Lines of data:
++++++++++++++++++++

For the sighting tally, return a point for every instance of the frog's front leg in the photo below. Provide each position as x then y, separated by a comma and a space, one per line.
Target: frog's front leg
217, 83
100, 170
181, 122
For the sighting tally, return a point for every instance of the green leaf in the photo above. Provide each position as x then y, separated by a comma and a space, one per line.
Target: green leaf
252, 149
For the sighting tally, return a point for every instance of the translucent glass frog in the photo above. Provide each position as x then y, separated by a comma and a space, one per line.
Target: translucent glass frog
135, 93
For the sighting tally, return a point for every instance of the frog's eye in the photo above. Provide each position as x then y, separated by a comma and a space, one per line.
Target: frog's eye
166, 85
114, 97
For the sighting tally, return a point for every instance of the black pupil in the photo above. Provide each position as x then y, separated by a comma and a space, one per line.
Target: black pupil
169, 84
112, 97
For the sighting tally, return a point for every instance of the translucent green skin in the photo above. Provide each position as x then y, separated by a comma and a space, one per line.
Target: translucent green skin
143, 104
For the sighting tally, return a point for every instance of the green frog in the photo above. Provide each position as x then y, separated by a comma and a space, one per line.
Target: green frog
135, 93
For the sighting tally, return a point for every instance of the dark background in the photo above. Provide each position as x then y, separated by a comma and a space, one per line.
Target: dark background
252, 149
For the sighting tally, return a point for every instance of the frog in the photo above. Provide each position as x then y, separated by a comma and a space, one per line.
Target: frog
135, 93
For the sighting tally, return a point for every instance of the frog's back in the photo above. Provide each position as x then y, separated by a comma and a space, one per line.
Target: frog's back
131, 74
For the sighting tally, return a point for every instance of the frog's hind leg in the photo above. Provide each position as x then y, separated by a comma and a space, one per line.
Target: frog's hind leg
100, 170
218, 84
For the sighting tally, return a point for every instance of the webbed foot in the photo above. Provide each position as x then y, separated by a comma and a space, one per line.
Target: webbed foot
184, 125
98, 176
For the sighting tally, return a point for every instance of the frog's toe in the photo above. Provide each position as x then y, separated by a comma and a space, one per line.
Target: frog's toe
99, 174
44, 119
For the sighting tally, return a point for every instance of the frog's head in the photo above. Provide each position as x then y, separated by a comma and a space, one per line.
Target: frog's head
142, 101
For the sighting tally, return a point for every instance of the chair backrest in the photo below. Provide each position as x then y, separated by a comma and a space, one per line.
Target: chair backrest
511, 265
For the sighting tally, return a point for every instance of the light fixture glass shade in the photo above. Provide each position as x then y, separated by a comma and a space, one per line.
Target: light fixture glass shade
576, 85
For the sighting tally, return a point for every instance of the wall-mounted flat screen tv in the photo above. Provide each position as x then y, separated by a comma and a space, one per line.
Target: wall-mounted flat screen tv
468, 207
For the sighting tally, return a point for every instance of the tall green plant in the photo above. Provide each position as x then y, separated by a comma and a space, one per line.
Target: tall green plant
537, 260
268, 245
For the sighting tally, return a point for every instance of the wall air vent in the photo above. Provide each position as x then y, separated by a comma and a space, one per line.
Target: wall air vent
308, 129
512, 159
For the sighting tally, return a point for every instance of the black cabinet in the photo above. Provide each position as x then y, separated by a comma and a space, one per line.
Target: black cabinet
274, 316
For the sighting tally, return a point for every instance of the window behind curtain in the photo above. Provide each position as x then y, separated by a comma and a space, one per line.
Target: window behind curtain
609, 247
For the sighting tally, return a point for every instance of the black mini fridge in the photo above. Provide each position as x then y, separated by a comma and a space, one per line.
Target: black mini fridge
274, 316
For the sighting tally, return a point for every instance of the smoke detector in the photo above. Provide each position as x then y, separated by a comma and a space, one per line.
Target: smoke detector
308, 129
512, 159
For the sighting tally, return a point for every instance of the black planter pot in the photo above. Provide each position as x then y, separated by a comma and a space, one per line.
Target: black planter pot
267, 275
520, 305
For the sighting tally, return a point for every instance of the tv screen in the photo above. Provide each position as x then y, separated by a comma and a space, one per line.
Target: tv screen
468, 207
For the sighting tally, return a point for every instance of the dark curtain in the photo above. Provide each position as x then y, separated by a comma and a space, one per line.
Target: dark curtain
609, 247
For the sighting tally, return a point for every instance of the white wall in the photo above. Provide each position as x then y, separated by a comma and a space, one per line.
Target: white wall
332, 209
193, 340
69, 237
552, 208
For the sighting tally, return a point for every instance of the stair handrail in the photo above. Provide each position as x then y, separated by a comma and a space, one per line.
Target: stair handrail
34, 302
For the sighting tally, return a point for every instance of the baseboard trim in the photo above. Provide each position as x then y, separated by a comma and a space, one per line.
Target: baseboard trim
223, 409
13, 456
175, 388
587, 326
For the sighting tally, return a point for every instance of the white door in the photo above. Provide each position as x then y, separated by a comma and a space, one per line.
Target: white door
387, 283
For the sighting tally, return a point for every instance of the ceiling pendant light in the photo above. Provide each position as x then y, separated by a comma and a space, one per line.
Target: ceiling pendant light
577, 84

++++++++++++++++++++

*BRIEF*. Write out every entry again exactly, please, with nothing missing.

*ANSWER TO THE EXERCISE*.
For the sighting tally, return a point for every instance of the frog's front leg in the photo below. Provide each position as x then y, separated by a comma and a space, one per line.
Target: frog's front leg
217, 83
100, 170
181, 122
For the sighting tally, return a point for every instance of the green leaf in the photo above. Provide each position as x then y, separated by a comma and a space, one per line.
Target: green leaf
252, 149
For the sighting tally, return a point for every instance of the translucent glass frog in the photo above. Provide each position as x then y, separated by a comma and a space, one per line.
Target: translucent glass frog
135, 93
For the sighting tally, return a point for every instance of the frog's eye in the photo above. Provide each position as x then y, separated by a comma and a space, one per line.
Target: frog's eye
166, 85
114, 97
For the sighting tally, return a point for every instance of the black pupil in the photo above. Provide each position as x then y, separated by a comma and a space, one per line.
Target: black pupil
169, 84
112, 97
For the sighting tally, return a point for every instance of the translucent green skin in the photo above. Provide each position as x then y, separated by a comma and a space, one per line.
Target: translucent green skin
143, 104
For the sighting tally, return a point for every instance of the green frog in the photo above. Provide each position as x then y, separated by a comma and a space, one per line.
Target: green frog
135, 93
For the sighting tally, return a point for every instance of the dark background in the photo above. Provide each position as x then y, separated by a comma and a space, one per line.
Target: dark background
252, 149
For the sighting tally, return a point for every instance of the frog in the photo above. Provide each position as x then y, separated by a comma and a space, one per line.
Target: frog
135, 93
For the sighting tally, return a point for every instance of the frog's back in the photo above. Provide each position as x then y, separated by a comma and a space, one per line.
Target: frog's back
131, 74
For the sighting tally, return a point for every instance of the frog's hind leg in the photo above. Provide each position as x then y, separated by a comma and a space, one per line.
Target: frog's hind leg
100, 170
218, 84
For the sighting tally, return a point for every instance of the webbed foot in the photo above. Provide each position as x then y, separated by a comma and a space, one per line.
Target: webbed foot
184, 125
98, 176
For the sighting tally, return a point for every instance of the frog's toe in the photo above. Provide each position as x then y, separated by a comma and a space, one per line.
Target: frog's toe
99, 174
44, 119
For the sighting tally, return a point for every instance of the frog's head in the photo above. Provide each position as x then y, separated by a comma and a space, one per line.
Target: frog's head
142, 101
For the sighting tally, return a point for every instance of the chair backrest in the photo below. Provide each position as x then y, separated by a comma and a space, one per line.
Target: chair backrest
511, 265
For the sighting tally, return a point for every instance of the light fixture glass shade in the photo above. Provide each position as x then y, separated by a comma and a space, one per line.
Target: light fixture glass shade
576, 85
For the sighting tally, return a point for every instance of the wall-mounted flat screen tv in the photo above. Provide each position as x then y, separated by a comma and a space, one per line.
Target: wall-mounted flat screen tv
468, 207
For the sighting tally, return a point for every instance of the tall green plant in the photo above. Provide each position as x then y, separated by a comma and a space, one per line.
Target: tall green plant
537, 260
268, 245
For the sighting tally, return a point for every instance of the wall air vent in the photo above. Provide each position as x then y, separated by a comma and a space, one per line.
Target: wall air vent
308, 129
512, 159
For the sighting tally, return a point for every instance of the black cabinet in the photo above. Provide each position as x then y, separated by a comma and a space, one per line.
Target: black cabinet
274, 316
For the sighting tally, return a point for every instance of the window behind curtain in the photo above. Provide each position as x then y, separated by a comma and a space, one per line.
Target: window behind curtain
609, 247
For the sighting tally, return a point for every instance of the black mini fridge in the photo above. Provide each position as x then y, separated by a comma and a space, one per line.
Target: black mini fridge
274, 316
For the sighting tally, return a point for every instance of the smoke detector in the photo above. Provide each position as x then y, separated by a comma and a space, one per line.
Target: smoke detector
308, 129
512, 159
For the sighting tally, return a point for every instance of the black planter pot in the photo above. Provide each position as x then y, separated by a comma and a space, one per line.
Target: black planter pot
267, 275
520, 305
For the sighting tally, return a point for every instance of the tv screen in the photo above. Provide each position as x then y, separated by a comma and a space, one per line.
Target: tv screen
468, 207
For the sighting tally, return a point for every instance of the dark curtain in the photo above. Provide each position as x then y, separated by a comma and a space, one per line.
Target: dark curtain
609, 247
For the sighting tally, return a point for every instance of the white wall in the photo above. Provide each position as x then y, separated by a comma and a space, one per line.
Target: white wall
332, 209
193, 340
69, 237
552, 208
For the sighting tally, return a point for every instance of the stair handrail in the photo above. Provide each position as x then y, separated by a comma and a space, one per line.
Target: stair handrail
34, 302
For the sighting tally, return a point for every instance of the baseboard trim in the photo above. Provide each position as x then y, separated by a comma and a space, one per line.
Target: baseboard trim
223, 409
13, 456
175, 388
587, 326
For the sighting tally, return a point for every instance of the white door in the photo above. Provide each position as x then y, separated by a comma and a space, one per line.
Target: white door
387, 283
For the sighting tally, return a point for every instance of the ceiling pendant light in the photo above. Provide each position as x then y, separated by a comma and a space, one per line.
Target: ceiling pendant light
577, 84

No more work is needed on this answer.